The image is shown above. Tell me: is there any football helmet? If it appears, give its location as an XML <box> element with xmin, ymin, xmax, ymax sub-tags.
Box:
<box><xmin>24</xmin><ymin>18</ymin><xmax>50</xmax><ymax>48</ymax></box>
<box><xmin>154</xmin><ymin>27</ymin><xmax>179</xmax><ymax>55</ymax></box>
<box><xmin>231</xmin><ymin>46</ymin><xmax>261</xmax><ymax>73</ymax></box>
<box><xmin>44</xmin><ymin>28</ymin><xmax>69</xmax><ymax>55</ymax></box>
--------------------
### Problem requirements
Rewrite the records, putting "batting helmet" in place of "football helmet" and leaving everything else the same.

### Response
The image is shown above. Tell me: is there any batting helmet? If it appears, give its location as an XML <box> element with xmin, ymin, xmax, ymax sub-tags.
Box:
<box><xmin>24</xmin><ymin>18</ymin><xmax>50</xmax><ymax>48</ymax></box>
<box><xmin>154</xmin><ymin>27</ymin><xmax>179</xmax><ymax>55</ymax></box>
<box><xmin>231</xmin><ymin>46</ymin><xmax>261</xmax><ymax>73</ymax></box>
<box><xmin>44</xmin><ymin>28</ymin><xmax>69</xmax><ymax>55</ymax></box>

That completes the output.